Collected data entries

[Start of Attachment]

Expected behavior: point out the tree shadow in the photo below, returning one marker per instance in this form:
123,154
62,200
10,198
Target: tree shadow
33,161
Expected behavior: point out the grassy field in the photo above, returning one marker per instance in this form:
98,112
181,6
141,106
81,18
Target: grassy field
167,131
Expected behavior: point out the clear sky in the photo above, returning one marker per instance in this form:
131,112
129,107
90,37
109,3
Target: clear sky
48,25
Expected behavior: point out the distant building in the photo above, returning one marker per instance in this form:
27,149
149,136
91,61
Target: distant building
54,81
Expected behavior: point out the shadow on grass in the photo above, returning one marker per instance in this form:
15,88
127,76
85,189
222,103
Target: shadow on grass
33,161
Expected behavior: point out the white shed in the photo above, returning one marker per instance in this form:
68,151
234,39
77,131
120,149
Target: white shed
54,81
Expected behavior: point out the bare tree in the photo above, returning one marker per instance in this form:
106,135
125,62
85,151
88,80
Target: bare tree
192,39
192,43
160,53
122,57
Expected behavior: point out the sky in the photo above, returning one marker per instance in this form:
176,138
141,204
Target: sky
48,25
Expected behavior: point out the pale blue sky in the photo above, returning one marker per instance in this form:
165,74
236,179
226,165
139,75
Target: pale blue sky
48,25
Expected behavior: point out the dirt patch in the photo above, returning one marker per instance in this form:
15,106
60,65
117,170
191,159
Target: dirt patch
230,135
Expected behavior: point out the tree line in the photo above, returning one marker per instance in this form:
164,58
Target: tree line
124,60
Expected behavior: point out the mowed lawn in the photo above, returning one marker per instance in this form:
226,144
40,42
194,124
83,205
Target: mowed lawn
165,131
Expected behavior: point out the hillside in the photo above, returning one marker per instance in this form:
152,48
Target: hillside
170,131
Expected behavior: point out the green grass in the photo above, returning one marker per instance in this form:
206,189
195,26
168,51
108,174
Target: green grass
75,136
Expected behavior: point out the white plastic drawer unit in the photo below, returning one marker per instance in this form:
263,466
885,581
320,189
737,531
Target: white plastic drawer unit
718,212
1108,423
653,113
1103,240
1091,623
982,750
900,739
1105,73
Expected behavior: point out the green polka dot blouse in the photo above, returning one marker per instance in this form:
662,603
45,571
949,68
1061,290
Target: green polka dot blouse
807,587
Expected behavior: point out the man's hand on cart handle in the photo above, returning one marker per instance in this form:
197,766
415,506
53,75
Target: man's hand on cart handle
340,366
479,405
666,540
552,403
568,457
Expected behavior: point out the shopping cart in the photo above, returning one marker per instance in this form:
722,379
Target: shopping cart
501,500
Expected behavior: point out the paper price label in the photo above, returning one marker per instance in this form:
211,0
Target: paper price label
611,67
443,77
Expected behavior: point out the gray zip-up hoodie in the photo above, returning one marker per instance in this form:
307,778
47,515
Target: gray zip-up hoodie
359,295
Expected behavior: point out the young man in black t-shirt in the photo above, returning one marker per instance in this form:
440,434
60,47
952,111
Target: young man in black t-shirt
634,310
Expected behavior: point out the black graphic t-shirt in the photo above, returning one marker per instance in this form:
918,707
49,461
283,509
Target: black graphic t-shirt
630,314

[End of Attachment]

• _Your goal_: Restate the records above exactly.

• _Written response_:
Expected behavior: point out the tree shadow in the photo below, returning one marker per instance in this form:
123,154
62,200
10,198
Target: tree shadow
33,161
Expected behavior: point out the grassy field in the photo above, returning one marker per instance in this form:
98,112
181,6
141,106
81,18
Target: grassy field
167,131
Expected behavior: point out the clear sky in the photo above, returning one marker per instance in this form:
131,112
129,107
90,37
109,3
Target: clear sky
48,25
Expected behavior: point out the distant building in the photo above, returning one marker per instance in this form:
27,149
149,136
91,61
Target: distant building
54,81
Expected behavior: point out the shadow on grass in the photo above, returning one marker per instance in this form:
15,88
127,76
85,189
222,103
Target: shadow on grass
33,161
Expected behavior: point out the white shed in the photo above, returning one marker per instance in this form:
68,151
234,39
77,131
120,149
Target: white shed
54,81
Expected behavior: point out the bare tree in the photo above, returning one marker per instance in this form:
106,135
125,62
85,151
88,80
Target: bare tree
192,39
192,43
160,53
122,57
Expected behavior: point out the sky in the photo above, returning one marker per instance in this form:
176,138
141,204
Target: sky
48,25
Expected behavior: point out the pale blue sky in the photo above, returning one marker per instance in this form:
165,74
236,179
226,165
139,75
Target: pale blue sky
48,25
Expected behavior: point out the dirt patch in the photo above, returning one marker per instance in this form:
15,106
60,65
117,170
191,159
Target: dirt patch
230,135
Expected behavior: point out the tree line in the photo above, returning one marker per instance in this form:
164,58
Target: tree line
124,60
Expected behavior: point out the mowed lawn in the photo above, returning one marker per instance in this form:
226,144
40,42
194,124
83,205
Target: mowed lawn
165,131
Expected behavior: point out the hillside in the photo above, returning one marker per instance in this form:
152,48
Target: hillside
170,131
Expected behavior: point out the green grass in the photo above, returning one marker per instance in this form:
206,189
195,26
168,51
108,174
Target: green grass
75,136
Expected behavior: point out the white plastic drawer unit in the photo below, returning one marker per instance in this form:
263,466
885,581
320,189
737,531
Target: white plastic drawer unit
718,212
1108,423
653,113
1103,240
1091,623
982,750
900,739
1105,73
Expected behavior: point out the green polka dot blouse in the photo above, returning one marker per instance in this form:
662,603
45,571
949,68
1061,290
Target: green polka dot blouse
807,587
Expected behavior: point out the man's hand on cart handle in the photo above, returning one marker per instance in this form:
197,766
415,506
53,75
Target: man's hand on cart handle
340,366
479,405
666,540
552,403
568,457
Expected behavior: point out the shopping cart in the photo above, returning one marker per instance in this form:
722,379
Target: shopping cart
501,500
Expected behavior: point out the paper price label in the photo above, returning one marker per instance in this form:
211,0
Target: paper price label
611,67
443,77
Expected behavior: point out the gray zip-up hoodie in the photo above, returning one marker per instance in this form:
307,778
47,515
Target: gray zip-up hoodie
359,295
Expected behavior: point out the young man in black t-shirt in the photo above, returning one marker per instance in this form:
440,434
60,47
952,111
Target: young man in black t-shirt
634,310
Expected behavior: point out the black graphic t-shirt in the photo above, returning one marker per instance in this form:
918,707
49,461
283,509
Target: black graphic t-shirt
630,314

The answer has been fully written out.